■ **EXCERPTED TEXT**:
• • • •

Cisco BTS 10200 detects its own MCL in five levels:

•MCL0—No congestion and no need for any abatement.

•MCL1—Mild congestion. Call rejection starts as configured in olm.cfg.

•MCL2—Moderate congestion. Call rejection increases as configured in olm.cfg.

•MCL3—Severe congestion. Call rejection increases still more as configured in olm.cfg.

•MCL4—Emergency congestion. Cisco BTS 10200 rejects all calls including emergency calls.

Computing MCL

The Cisco BTS 10200 computes factor levels by calculating averages for each factor. The rate of sampling (number of slots) can be configured per factor (3-10 slots). The MCL is set according to a factor level. In Table C-2 thresholds are set to 50, 70, 90, and 95 percent.

Table C-2 MCL Thresholds
Onset /abatement thresholds	Factor Level	MCL
—	0-49	MC0
level_1_threshold = 50	50-69	MC1
level_2_threshold = 70	70-89	MC2
level_3_threshold = 90	90-94	MC3
level_4_threshold = 95	95-100	MC4

Reducing Overload

When MCL exceeds MCL0, overload control reduces MCL as follows:

•Selectively reject new calls by the signaling adapters—A percentage of calls and messages are rejected at the current MCL level, based on olm.cfg. Emergency calls are not rejected at MCL 1-3, but all calls, including emergency calls, are rejected at MCL4.

•Tell the network to stop sending traffic—This starts when the Cisco BTS 10200 is mildly congested (at MCL1) and continues through all higher MCL levels until the overload condition abates to MC0. This action can only be applied to the following types of networks:

–SS7 sends Automatic Control Level (ACL) parameter in ISUP release messages.

–H.323 sends Resource Availability Indicator (RAI) message.

–SIP sends 500 or 503 with a retry.

•CA stops sending triggers to POTS FS—When the FS is congested the following occurs:

–FS notifies CA once of its congested status.

–CA sends only emergency triggers to FS, as it manages FS's congestion abatement.

Slowing Overload Reduction

Sudden abatement reduction might cause MCL to rapidly increase again. To counteract MCL "bouncing," MCL reduces one MCL level at a time, regardless of how low computed MCL becomes. This permits the system MCL to reduce gracefully over a number of intervals.

• • • •

■ **DATA SEGMENT**:
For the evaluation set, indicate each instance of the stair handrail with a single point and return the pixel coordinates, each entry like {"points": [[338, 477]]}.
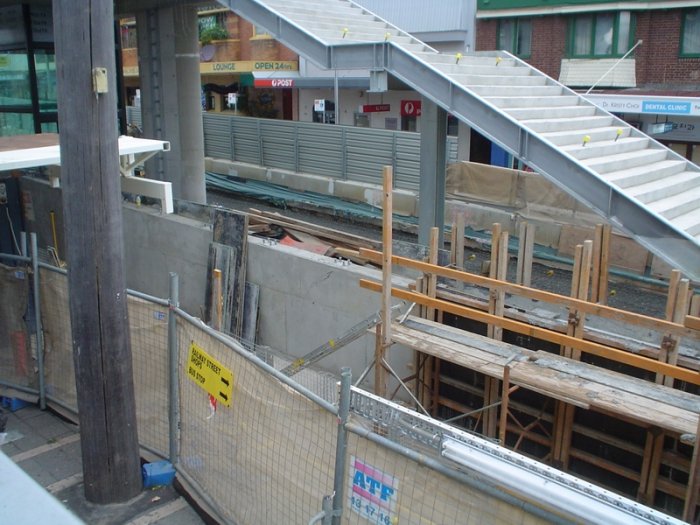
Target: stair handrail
{"points": [[635, 46]]}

• • • •

■ **THE PROBLEM**: Write out the part of the congestion-level text from "The Cisco BTS 10200 computes" up to and including "and 95 percent.".

■ **EXERCISE RESPONSE**:
The Cisco BTS 10200 computes factor levels by calculating averages for each factor. The rate of sampling (number of slots) can be configured per factor (3-10 slots). The MCL is set according to a factor level. In Table C-2 thresholds are set to 50, 70, 90, and 95 percent.